→ **What to produce**:
Format the items from the line with "In this picture, where can the plover with" up to and including the line with "point(351, 327)" as a two-column CSV with the headers instruction and points, one row per item, placing its text and its answer each in a single quoted field with line breaks replaced by spaces. Omit the pictures from the output.

→ **Records provided**:
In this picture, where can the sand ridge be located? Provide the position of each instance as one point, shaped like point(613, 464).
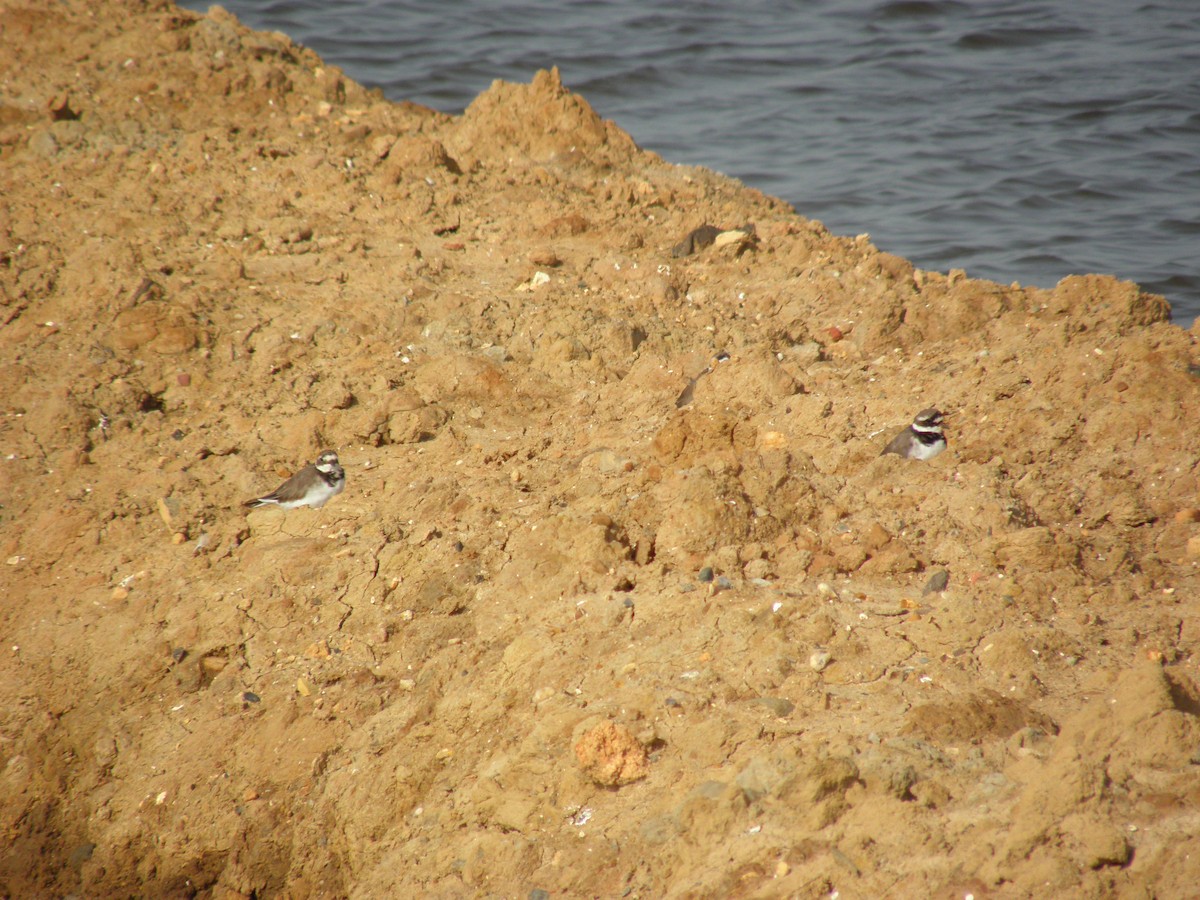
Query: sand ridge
point(619, 598)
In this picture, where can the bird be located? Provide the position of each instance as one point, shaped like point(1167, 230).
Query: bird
point(312, 486)
point(921, 441)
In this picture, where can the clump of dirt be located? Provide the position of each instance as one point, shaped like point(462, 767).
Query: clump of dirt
point(594, 487)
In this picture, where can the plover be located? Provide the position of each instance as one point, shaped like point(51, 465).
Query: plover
point(921, 441)
point(312, 486)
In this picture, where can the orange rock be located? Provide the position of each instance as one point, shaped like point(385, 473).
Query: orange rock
point(611, 755)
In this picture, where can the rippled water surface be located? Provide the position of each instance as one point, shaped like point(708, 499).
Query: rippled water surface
point(1021, 142)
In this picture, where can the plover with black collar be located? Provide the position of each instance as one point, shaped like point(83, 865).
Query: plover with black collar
point(921, 441)
point(312, 486)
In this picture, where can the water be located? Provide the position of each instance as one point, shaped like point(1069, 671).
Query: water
point(1020, 142)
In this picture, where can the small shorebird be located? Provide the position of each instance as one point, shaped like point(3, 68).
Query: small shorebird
point(921, 441)
point(312, 486)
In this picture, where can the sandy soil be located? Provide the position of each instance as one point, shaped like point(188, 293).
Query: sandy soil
point(573, 629)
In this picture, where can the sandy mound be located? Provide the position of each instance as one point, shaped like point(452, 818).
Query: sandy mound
point(600, 612)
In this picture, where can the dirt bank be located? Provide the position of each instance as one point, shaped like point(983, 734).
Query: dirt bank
point(587, 619)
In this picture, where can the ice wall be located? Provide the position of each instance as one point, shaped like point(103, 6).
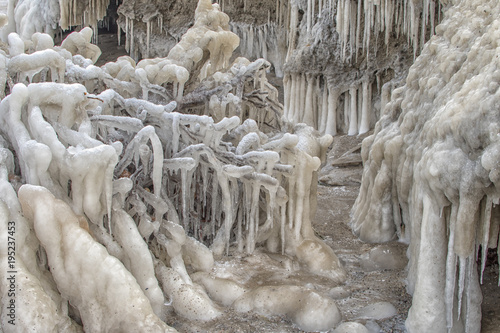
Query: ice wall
point(345, 57)
point(127, 179)
point(430, 175)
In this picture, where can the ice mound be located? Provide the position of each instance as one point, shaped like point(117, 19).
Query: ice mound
point(383, 257)
point(307, 309)
point(429, 176)
point(351, 327)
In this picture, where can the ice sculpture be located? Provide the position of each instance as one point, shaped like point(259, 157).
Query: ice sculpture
point(137, 176)
point(430, 175)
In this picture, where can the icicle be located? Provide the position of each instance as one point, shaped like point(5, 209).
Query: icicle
point(308, 110)
point(132, 39)
point(353, 118)
point(148, 36)
point(292, 97)
point(127, 37)
point(451, 269)
point(324, 109)
point(486, 219)
point(366, 108)
point(309, 15)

→ **Reply to the task**:
instruction,points
"In this picture, where can the plover with black collar be located? Provide the position of each instance as one point, shaped like point(83, 865). Query: plover with black collar","point(921, 441) point(312, 486)"
"In this picture, where can the water be located? Provide the position of each instance as one point, shaped like point(1069, 671). Query: water","point(1020, 142)"
"In this picture, where can the small shorebird be located? Provide the position of each instance as one point, shaped like point(3, 68). Query: small shorebird","point(921, 441) point(312, 486)"
"In this picture, where can the sandy soil be located? Provide the position of each instance as one point, shaped like point(188, 293). Query: sandy soil","point(573, 629)"
"In this picture, where can the sandy mound be located? Provide the position of each instance as one point, shaped like point(452, 818). Query: sandy mound","point(600, 612)"
"In this picture, where can the dirt bank be located? Provide the position of each instance as one point, shaped like point(983, 734). Query: dirt bank","point(587, 619)"
"In this picture, where can the ice wall be located? Provide the position of each instance as one point, shaped like point(103, 6). Query: ice wall","point(345, 57) point(127, 179) point(430, 175)"
"In this picture, where can the ice mound be located? Provide the position of each instance as one point, shaped like point(117, 19). Query: ice mound","point(383, 257) point(307, 309) point(429, 176) point(351, 327)"